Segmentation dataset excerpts

----------------------------------------

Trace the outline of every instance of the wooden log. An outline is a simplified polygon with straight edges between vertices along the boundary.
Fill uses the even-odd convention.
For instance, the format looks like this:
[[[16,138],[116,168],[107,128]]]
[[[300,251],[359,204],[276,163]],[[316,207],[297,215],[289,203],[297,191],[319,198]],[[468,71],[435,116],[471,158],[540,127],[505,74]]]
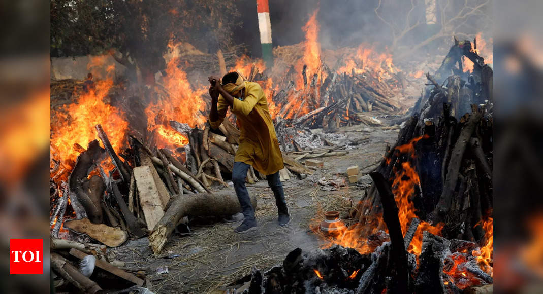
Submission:
[[[289,169],[291,169],[291,171],[296,173],[303,173],[309,175],[313,174],[313,171],[304,166],[285,153],[282,153],[283,156],[283,162],[294,168],[294,169],[289,168]]]
[[[98,138],[102,141],[104,148],[107,151],[108,154],[109,154],[109,156],[111,158],[111,162],[119,171],[121,179],[123,181],[128,182],[128,179],[130,178],[130,173],[125,168],[124,163],[121,161],[121,159],[117,155],[115,151],[113,149],[111,143],[109,142],[109,139],[108,138],[108,135],[106,134],[105,132],[104,131],[104,129],[102,128],[102,126],[97,125],[96,128],[98,132]]]
[[[224,128],[226,129],[226,131],[228,132],[228,135],[226,136],[226,141],[230,144],[237,144],[239,145],[239,130],[235,126],[230,122],[230,121],[225,119],[223,121],[222,124],[224,126]],[[226,134],[225,134],[226,135]]]
[[[166,156],[162,152],[157,151],[156,153],[158,154],[160,161],[162,162],[162,167],[164,168],[164,171],[165,172],[164,173],[165,174],[165,179],[168,190],[169,190],[172,195],[179,194],[179,190],[177,187],[177,183],[175,182],[175,179],[173,178],[173,175],[172,175],[172,171],[169,168],[169,161],[168,161]]]
[[[164,153],[166,155],[166,158],[169,160],[170,164],[174,166],[177,169],[179,170],[178,172],[174,171],[174,168],[170,166],[170,169],[174,172],[175,174],[179,176],[180,178],[182,179],[185,181],[191,181],[193,180],[197,182],[200,185],[200,187],[203,188],[207,193],[211,193],[211,191],[207,189],[207,187],[204,186],[204,184],[200,182],[198,179],[196,178],[196,176],[191,172],[190,171],[187,169],[184,165],[181,164],[177,159],[175,159],[171,154],[170,154],[166,149],[161,149],[160,151]],[[195,171],[195,172],[198,172],[198,170]],[[192,184],[191,184],[192,185]]]
[[[157,165],[161,165],[162,161],[160,159],[156,157],[151,158],[153,161],[156,163]],[[186,181],[191,186],[194,187],[196,191],[198,191],[199,193],[205,193],[206,191],[209,191],[207,188],[205,188],[205,185],[197,180],[196,176],[190,176],[188,174],[185,173],[184,171],[178,168],[176,166],[174,166],[172,164],[170,164],[169,166],[170,169],[174,172],[175,174],[179,176],[180,178],[183,180]]]
[[[210,128],[209,123],[206,122],[205,126],[204,127],[204,134],[202,136],[202,146],[204,147],[204,149],[207,151],[209,150],[209,143],[208,143],[209,137],[209,128]]]
[[[422,249],[419,257],[419,273],[415,281],[417,293],[448,293],[443,280],[443,257],[451,243],[446,239],[422,233]]]
[[[120,226],[119,224],[119,221],[113,216],[113,214],[110,211],[109,208],[105,204],[105,201],[102,201],[102,203],[100,204],[102,208],[102,211],[105,214],[106,217],[108,218],[108,220],[109,221],[109,224],[111,225],[112,227],[118,227]]]
[[[94,294],[102,292],[96,282],[81,273],[66,258],[56,252],[51,252],[51,265],[55,271],[83,293]]]
[[[70,200],[72,207],[74,208],[78,218],[89,217],[93,223],[102,223],[103,215],[102,208],[100,207],[99,201],[97,201],[101,198],[102,193],[99,190],[103,186],[99,187],[99,184],[94,183],[93,190],[90,191],[89,189],[89,180],[87,179],[89,174],[93,167],[104,157],[105,151],[100,147],[98,141],[94,140],[89,143],[87,150],[83,152],[77,157],[75,165],[74,166],[72,173],[68,179],[70,190]],[[94,179],[94,181],[99,180]],[[103,190],[101,191],[103,192]],[[92,193],[91,193],[92,192]],[[99,195],[90,194],[99,193]]]
[[[231,172],[234,166],[234,156],[214,143],[209,145],[209,155],[214,158]]]
[[[51,231],[51,236],[54,238],[58,238],[59,232],[60,231],[60,227],[62,225],[64,214],[66,213],[66,206],[68,205],[68,196],[70,194],[68,185],[65,182],[62,182],[61,186],[64,186],[62,196],[56,201],[56,206],[55,207],[55,211],[51,217],[50,225],[52,226],[54,223],[55,226]]]
[[[419,223],[420,223],[420,220],[416,218],[411,220],[411,223],[409,224],[409,228],[406,232],[405,237],[403,237],[403,245],[405,246],[406,250],[409,248],[409,246],[411,244],[413,237],[415,237],[415,233],[416,232],[416,229],[419,227]]]
[[[389,235],[392,243],[390,257],[391,275],[393,281],[391,288],[388,290],[392,293],[408,293],[409,292],[409,272],[407,267],[407,256],[403,241],[403,235],[398,217],[397,206],[394,200],[394,194],[390,184],[379,173],[373,172],[370,177],[375,183],[383,205],[383,219],[388,228]]]
[[[84,252],[82,252],[75,248],[70,249],[70,255],[75,256],[80,259],[83,258],[87,255]],[[112,265],[108,262],[104,262],[104,260],[101,260],[100,259],[96,259],[95,265],[110,273],[119,277],[119,278],[122,278],[128,282],[133,283],[140,287],[143,285],[143,280],[138,278],[131,273],[129,273],[123,270]]]
[[[490,166],[488,164],[488,161],[484,156],[484,152],[483,152],[483,148],[481,147],[481,143],[479,142],[479,139],[477,138],[471,138],[471,141],[470,141],[470,147],[471,147],[471,150],[475,155],[475,162],[477,164],[477,166],[484,172],[485,175],[489,179],[491,178],[492,168],[490,168]]]
[[[223,179],[223,175],[220,173],[220,167],[219,166],[219,163],[217,162],[217,160],[215,160],[214,159],[213,159],[213,160],[211,160],[211,163],[213,164],[213,168],[215,172],[215,177],[220,182],[224,183],[224,180]],[[228,185],[227,185],[226,186],[228,186]]]
[[[66,220],[64,227],[85,234],[109,247],[121,246],[128,237],[127,232],[122,230],[103,224],[93,224],[86,218]]]
[[[433,212],[434,220],[438,221],[441,217],[444,215],[451,208],[451,200],[452,195],[456,188],[456,183],[458,179],[458,171],[462,164],[464,152],[466,146],[470,140],[475,127],[481,120],[481,114],[479,112],[473,112],[470,116],[469,120],[466,122],[464,128],[460,132],[458,139],[453,148],[451,159],[449,160],[449,166],[447,168],[447,177],[443,191],[439,198],[435,210]]]
[[[75,241],[66,240],[64,239],[50,238],[49,245],[51,249],[62,250],[70,249],[75,248],[78,250],[83,251],[94,251],[99,254],[105,254],[107,250],[107,246],[100,244],[93,244],[92,243],[80,243]]]
[[[251,202],[256,209],[256,198],[251,195]],[[172,200],[164,216],[149,237],[149,246],[155,254],[159,254],[179,220],[184,217],[229,215],[241,211],[239,201],[234,193],[210,194],[199,193],[191,197],[178,195]]]
[[[160,206],[162,207],[164,207],[169,200],[169,193],[168,192],[168,189],[166,188],[166,185],[164,185],[164,182],[163,182],[162,179],[160,179],[158,172],[157,172],[156,169],[155,168],[155,166],[153,164],[153,160],[148,155],[151,153],[149,153],[148,154],[146,152],[146,151],[142,150],[141,150],[139,153],[142,166],[149,167],[149,172],[150,173],[151,176],[153,178],[153,181],[154,182],[154,186],[156,186],[155,188],[156,189],[155,191],[156,191],[156,193],[158,193],[159,199],[160,200]],[[137,181],[136,184],[137,184]],[[139,191],[140,190],[138,190],[138,191]],[[140,201],[140,203],[141,203],[141,201]]]
[[[134,212],[134,194],[136,192],[136,180],[132,173],[130,177],[130,184],[128,187],[128,210],[130,212]]]
[[[140,204],[145,217],[147,227],[153,230],[164,215],[159,190],[149,166],[138,166],[132,170],[137,187]]]
[[[217,139],[215,139],[214,137],[212,137],[212,137],[211,137],[211,138],[209,138],[209,142],[210,142],[210,143],[213,143],[213,144],[214,144],[214,145],[216,145],[220,147],[220,148],[223,148],[223,149],[224,149],[225,151],[226,151],[226,152],[228,152],[229,153],[230,153],[231,154],[236,154],[235,151],[234,151],[234,149],[232,148],[232,145],[231,145],[230,144],[229,144],[228,143],[226,142],[225,141],[222,141],[220,140],[217,140]],[[209,143],[208,143],[208,146],[207,146],[207,151],[208,151],[208,152],[209,152]]]
[[[128,229],[128,232],[136,239],[139,239],[147,234],[140,226],[136,217],[134,217],[134,215],[128,209],[128,206],[124,202],[124,199],[123,199],[123,196],[121,194],[121,191],[119,191],[117,184],[112,180],[110,180],[108,190],[110,192],[110,194],[113,195],[113,199],[117,201],[117,204],[119,205],[119,208],[121,208],[121,212],[123,214],[124,220],[127,223],[127,228]]]

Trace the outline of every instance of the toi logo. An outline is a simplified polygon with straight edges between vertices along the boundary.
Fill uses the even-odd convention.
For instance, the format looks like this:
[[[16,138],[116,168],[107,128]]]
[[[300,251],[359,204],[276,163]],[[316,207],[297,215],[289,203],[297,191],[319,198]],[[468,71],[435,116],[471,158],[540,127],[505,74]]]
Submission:
[[[43,241],[41,239],[10,239],[9,252],[10,274],[43,273]]]

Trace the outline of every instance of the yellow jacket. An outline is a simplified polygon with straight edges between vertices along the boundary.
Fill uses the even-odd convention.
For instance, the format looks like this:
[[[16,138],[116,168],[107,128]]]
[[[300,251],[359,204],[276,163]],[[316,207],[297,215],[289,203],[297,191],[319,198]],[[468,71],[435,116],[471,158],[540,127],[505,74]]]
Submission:
[[[284,166],[268,101],[260,85],[253,82],[243,82],[245,83],[245,98],[243,101],[235,98],[233,107],[230,109],[237,117],[241,132],[239,147],[234,161],[252,165],[262,174],[273,174]],[[219,119],[216,121],[210,120],[212,128],[216,129],[223,123],[228,109],[226,100],[219,95]]]

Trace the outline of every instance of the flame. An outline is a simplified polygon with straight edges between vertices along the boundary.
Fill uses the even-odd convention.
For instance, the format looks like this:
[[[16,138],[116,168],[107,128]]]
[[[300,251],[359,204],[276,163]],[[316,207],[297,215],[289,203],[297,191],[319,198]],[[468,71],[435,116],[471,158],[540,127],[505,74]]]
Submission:
[[[319,9],[317,8],[311,14],[307,22],[302,28],[302,30],[305,32],[305,40],[304,42],[304,57],[298,61],[296,67],[299,71],[299,74],[297,75],[298,79],[296,81],[296,87],[298,89],[304,88],[304,79],[302,77],[301,72],[304,65],[307,66],[306,75],[308,83],[311,81],[314,74],[318,75],[318,80],[320,77],[319,69],[322,65],[322,61],[320,59],[320,42],[319,42],[320,27],[317,20],[318,14]]]
[[[349,278],[352,279],[356,277],[356,275],[358,275],[358,271],[360,271],[359,269],[356,270],[356,271],[353,271],[352,273],[349,276]]]
[[[243,55],[236,61],[236,65],[230,69],[231,71],[237,71],[246,79],[249,79],[251,74],[251,69],[254,65],[258,69],[259,73],[262,73],[266,69],[266,63],[262,59],[253,61],[247,55]]]
[[[488,240],[487,245],[481,249],[481,254],[477,257],[479,266],[491,276],[493,276],[493,240],[494,239],[493,219],[488,218],[483,223],[483,230],[485,231],[485,239]]]
[[[10,185],[20,180],[40,151],[47,149],[50,105],[49,89],[31,94],[28,100],[12,107],[4,106],[0,117],[0,179]],[[6,103],[8,104],[8,103]]]
[[[484,58],[485,63],[488,64],[493,64],[492,38],[489,39],[489,43],[487,43],[487,41],[483,38],[482,34],[479,32],[476,35],[475,38],[477,40],[477,49],[472,48],[471,51]],[[490,44],[489,45],[489,44]],[[470,73],[473,70],[473,63],[465,56],[462,56],[462,59],[464,61],[463,68],[464,72]]]
[[[396,147],[395,150],[400,153],[407,153],[411,155],[411,158],[414,158],[414,143],[426,138],[427,135],[413,138],[407,144]],[[415,213],[416,210],[412,198],[415,195],[416,187],[420,185],[420,180],[418,174],[408,161],[402,163],[401,168],[394,170],[392,191],[395,196],[396,204],[399,208],[398,216],[402,232],[404,234],[407,232],[411,220],[414,218],[417,217]],[[365,204],[366,207],[371,207],[371,204]],[[339,235],[325,236],[321,234],[321,237],[325,243],[321,247],[323,249],[329,248],[333,245],[338,244],[344,247],[353,248],[361,254],[368,253],[372,250],[373,248],[368,244],[367,237],[377,233],[380,230],[386,230],[386,225],[383,222],[382,215],[374,215],[374,219],[367,220],[365,225],[357,224],[351,226]],[[313,220],[316,224],[318,220],[315,219]],[[443,224],[432,226],[426,221],[420,221],[413,241],[407,251],[416,256],[419,256],[422,249],[423,232],[428,231],[432,234],[440,236],[443,226]],[[312,227],[314,231],[319,232],[318,226],[314,225]]]
[[[105,101],[113,86],[114,70],[114,67],[109,67],[109,77],[95,81],[94,89],[79,93],[77,101],[53,112],[51,158],[60,160],[63,165],[68,167],[70,171],[80,154],[73,148],[74,144],[77,143],[86,147],[90,142],[97,139],[97,125],[102,125],[116,152],[125,143],[128,122],[125,119],[124,113]],[[51,177],[53,177],[53,174]],[[66,180],[65,177],[61,177],[56,181],[58,183]]]
[[[380,81],[391,77],[391,74],[398,73],[399,70],[393,63],[392,54],[388,52],[378,53],[375,47],[375,45],[361,44],[356,54],[346,57],[345,65],[339,68],[338,73],[369,74]]]
[[[171,40],[168,43],[168,50],[171,52],[178,51],[180,45],[180,43],[174,43]],[[166,99],[157,100],[150,103],[145,110],[148,129],[160,135],[155,138],[157,148],[175,149],[188,142],[187,138],[171,129],[168,123],[169,120],[188,123],[191,127],[202,125],[206,121],[206,117],[200,111],[206,108],[201,96],[207,92],[207,88],[201,86],[200,88],[193,90],[186,73],[179,68],[180,62],[179,56],[175,54],[168,61],[166,75],[163,79]],[[163,119],[157,122],[158,115]]]
[[[466,268],[469,263],[469,257],[468,255],[461,252],[454,252],[447,258],[450,258],[453,263],[448,270],[443,269],[443,272],[449,276],[449,280],[444,281],[444,284],[448,285],[450,283],[452,283],[460,290],[481,284],[481,280]]]
[[[539,277],[543,277],[543,214],[531,218],[528,222],[531,239],[526,246],[521,249],[521,259]]]

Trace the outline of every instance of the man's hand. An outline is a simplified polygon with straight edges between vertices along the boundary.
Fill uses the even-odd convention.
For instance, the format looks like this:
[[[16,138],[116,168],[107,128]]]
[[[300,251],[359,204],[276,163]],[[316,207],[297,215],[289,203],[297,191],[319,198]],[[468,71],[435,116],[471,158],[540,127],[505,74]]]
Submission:
[[[207,79],[209,80],[209,82],[211,84],[211,86],[214,87],[217,92],[222,89],[223,86],[220,84],[220,79],[218,77],[211,76]]]
[[[209,95],[211,96],[211,102],[216,104],[219,101],[219,91],[213,85],[209,86]]]

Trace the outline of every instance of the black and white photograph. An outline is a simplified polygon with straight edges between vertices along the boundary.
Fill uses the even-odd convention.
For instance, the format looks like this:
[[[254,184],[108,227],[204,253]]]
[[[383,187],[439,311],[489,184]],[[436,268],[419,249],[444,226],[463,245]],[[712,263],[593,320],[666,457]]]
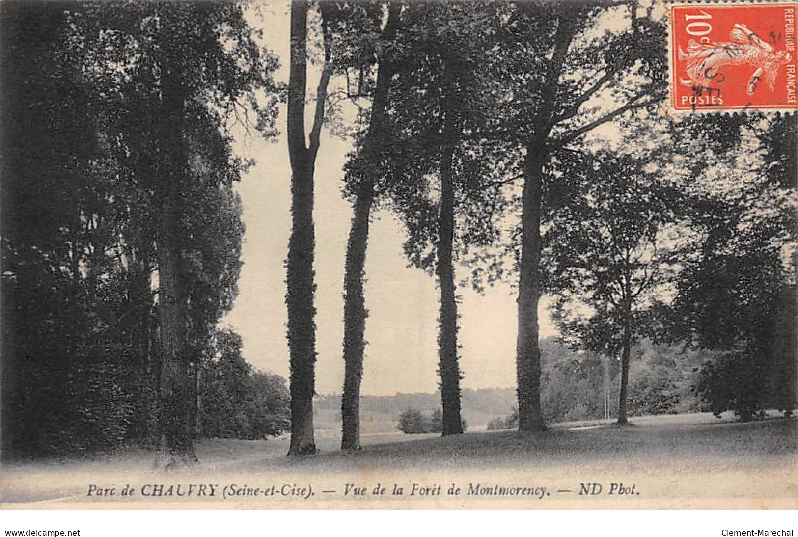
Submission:
[[[0,2],[0,507],[798,508],[796,14]]]

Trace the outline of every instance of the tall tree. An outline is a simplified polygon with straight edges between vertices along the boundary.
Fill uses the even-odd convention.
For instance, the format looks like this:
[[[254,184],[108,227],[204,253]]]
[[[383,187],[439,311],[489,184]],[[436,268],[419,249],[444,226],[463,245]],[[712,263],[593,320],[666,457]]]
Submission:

----------------------------------------

- [Work to be completed]:
Rewrite the listing from the line that has "Trace the outline of every instance of the tall" through the end, changing "simplified polygon" to "rough polygon" and leaving everything else as it is.

- [Written response]:
Trace the outline of every instance of the tall tree. An outline is a rough polygon with straight edges between vertices along the boundary.
Fill uses the even-odd convention.
For instance, the format looks like this:
[[[254,184],[108,227],[204,253]]]
[[[383,187],[439,311],[489,184]],[[436,268],[419,249],[444,226],[463,245]],[[712,263],[593,320],[666,457]]]
Submission:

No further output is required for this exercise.